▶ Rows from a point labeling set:

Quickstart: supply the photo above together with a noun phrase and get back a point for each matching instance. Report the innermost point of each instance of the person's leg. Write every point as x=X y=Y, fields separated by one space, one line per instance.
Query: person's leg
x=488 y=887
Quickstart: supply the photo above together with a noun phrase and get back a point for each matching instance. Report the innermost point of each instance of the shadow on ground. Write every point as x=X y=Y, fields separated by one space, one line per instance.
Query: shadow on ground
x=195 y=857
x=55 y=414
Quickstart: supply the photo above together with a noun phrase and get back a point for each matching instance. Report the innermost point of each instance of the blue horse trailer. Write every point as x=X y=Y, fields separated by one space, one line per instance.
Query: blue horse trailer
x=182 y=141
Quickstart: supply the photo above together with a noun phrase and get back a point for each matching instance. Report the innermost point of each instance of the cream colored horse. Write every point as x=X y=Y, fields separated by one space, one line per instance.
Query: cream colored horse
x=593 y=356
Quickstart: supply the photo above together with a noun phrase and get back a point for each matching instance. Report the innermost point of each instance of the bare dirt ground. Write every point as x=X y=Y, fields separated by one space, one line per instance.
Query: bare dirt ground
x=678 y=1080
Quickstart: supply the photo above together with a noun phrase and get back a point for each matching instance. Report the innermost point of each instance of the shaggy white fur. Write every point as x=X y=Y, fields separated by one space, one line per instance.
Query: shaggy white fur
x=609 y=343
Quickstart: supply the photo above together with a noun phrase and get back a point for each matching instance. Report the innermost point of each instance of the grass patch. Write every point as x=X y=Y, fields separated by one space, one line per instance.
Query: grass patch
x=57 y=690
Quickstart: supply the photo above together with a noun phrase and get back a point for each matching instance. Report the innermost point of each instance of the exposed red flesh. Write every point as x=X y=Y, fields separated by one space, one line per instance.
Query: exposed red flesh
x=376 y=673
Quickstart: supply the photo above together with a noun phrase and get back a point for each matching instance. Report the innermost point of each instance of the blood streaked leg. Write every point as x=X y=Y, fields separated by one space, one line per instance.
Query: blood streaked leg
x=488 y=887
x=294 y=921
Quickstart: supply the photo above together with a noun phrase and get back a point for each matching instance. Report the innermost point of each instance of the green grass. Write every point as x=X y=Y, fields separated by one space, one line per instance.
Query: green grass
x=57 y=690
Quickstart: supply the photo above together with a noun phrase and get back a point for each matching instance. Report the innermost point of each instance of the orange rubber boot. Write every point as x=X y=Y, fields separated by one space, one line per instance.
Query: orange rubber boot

▶ DIRECTIVE:
Copy out the lines verbatim, starting with the line that contains "of the orange" and continuing through the last line of the rows, with both ends included.

▶ SOLVED EXERCISE:
Quickstart: supply the photo above together with a noun phrase and get back a point for each matching instance. Report the innermost point of each instance of the orange rubber boot. Write every point as x=X y=Y, fields separated by one space, one line per instance.
Query: orange rubber boot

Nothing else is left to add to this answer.